* Start Document text *

Skip to content

HTTPS clone URL

Subversion checkout URL

You can clone with HTTPS or Subversion.

Download ZIP
tree: 67347995b6
Fetching contributors…

Cannot retrieve contributors at this time

453 lines (364 sloc) 18.523 kb
\name{getNodeSet}
\alias{getNodeSet}
\alias{xpathApply}
\alias{xpathSApply}
\alias{matchNamespaces}
\title{Find matching nodes in an internal XML tree/DOM}
\description{
These functions provide a way to find XML nodes that match a particular
criterion. It uses the XPath syntax and allows very powerful
expressions to identify nodes of interest within a document both
clearly and efficiently. The XPath language requires some
knowledge, but tutorials are available on the Web and in books.
XPath queries can result in different types of values such as numbers,
strings, and node sets. It allows simple identification of nodes
by name, by path (i.e. hierarchies or sequences of
node-child-child...), with a particular attribute or matching
a particular attribute with a given value. It also supports
functionality for navigating nodes in the tree within a query
(e.g. \code{ancestor()}, \code{child()}, \code{self()}),
and also for manipulating the content of one or more nodes
(e.g. \code{text}).
And it allows for criteria identifying nodes by position, etc.
using some counting operations. Combining XPath with R
allows for quite flexible node identification and manipulation.
XPath offers an alternative way to find nodes of interest
than recursively or iteratively navigating the entire tree in R
and performing the navigation explicitly.

* End Document text *

## Direction 1
In the rows, replace "white cloud" with "gray cloud" from the line containing "Keep to two rules. Tag each instance of the white" through the last row, and leave everything else unchanged.
The text and the rows have no connection to each other.

* Start Data supplied *

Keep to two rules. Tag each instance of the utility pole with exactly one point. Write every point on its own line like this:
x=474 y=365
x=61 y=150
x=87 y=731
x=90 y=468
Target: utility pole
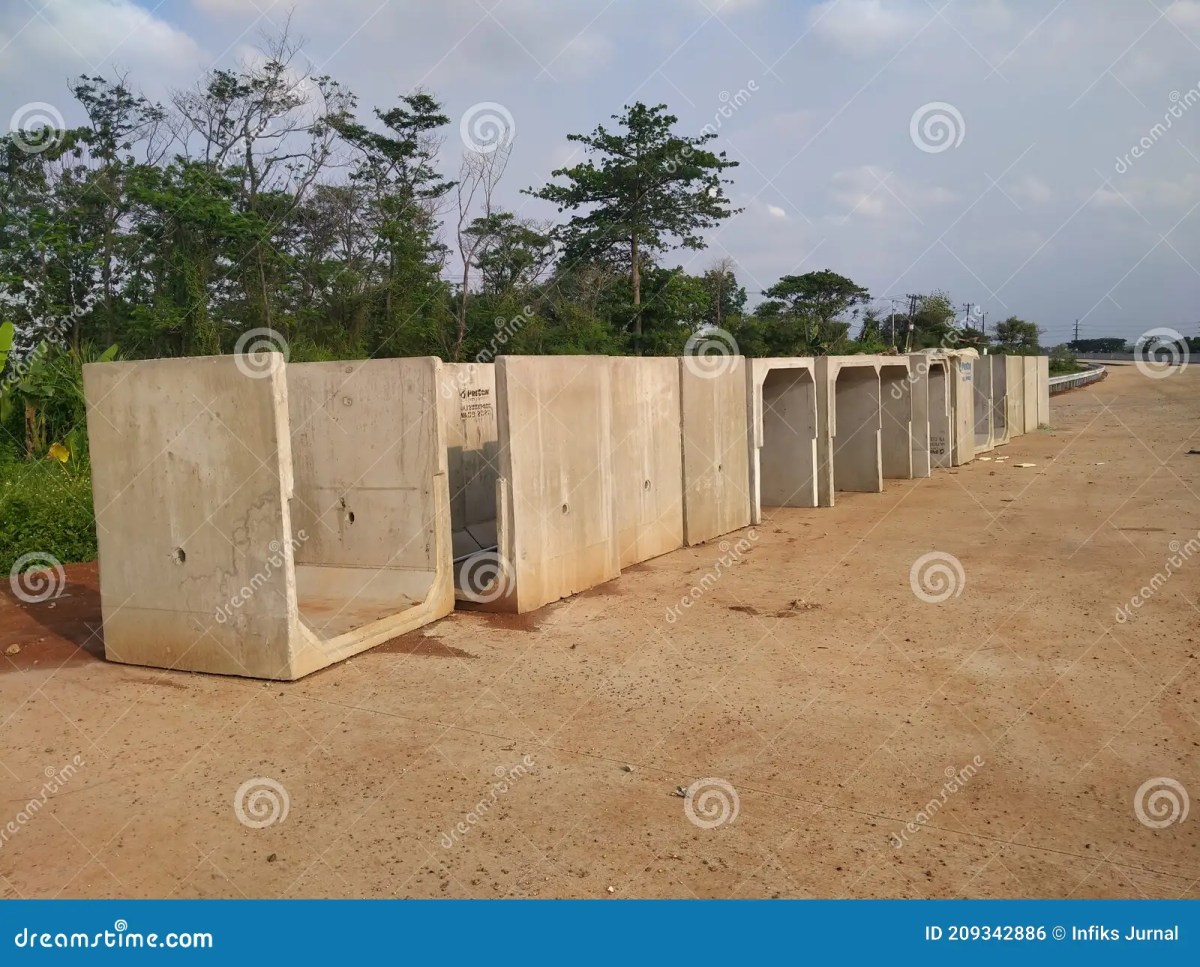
x=912 y=313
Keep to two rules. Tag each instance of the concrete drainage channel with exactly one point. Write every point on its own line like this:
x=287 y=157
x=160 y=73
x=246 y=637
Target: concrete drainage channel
x=312 y=511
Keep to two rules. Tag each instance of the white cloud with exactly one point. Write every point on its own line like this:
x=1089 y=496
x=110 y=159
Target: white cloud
x=1185 y=13
x=863 y=26
x=874 y=192
x=71 y=37
x=1032 y=190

* End Data supplied *

## Direction 2
Answer these questions about the getNodeSet documentation.
(a) What is the title of the page?
(b) What types of values can XPath queries result in?
(c) Which three functions are given as examples of navigating nodes in the tree within a query?

## Full solution 1
Keep to two rules. Tag each instance of the gray cloud with exactly one point. Write every point on its own line like this:
x=1089 y=496
x=110 y=159
Target: gray cloud
x=1185 y=13
x=863 y=26
x=874 y=192
x=71 y=37
x=1032 y=190

## Full solution 2
(a) Find matching nodes in an internal XML tree/DOM
(b) Numbers, strings, and node sets
(c) ancestor(), child(), and self()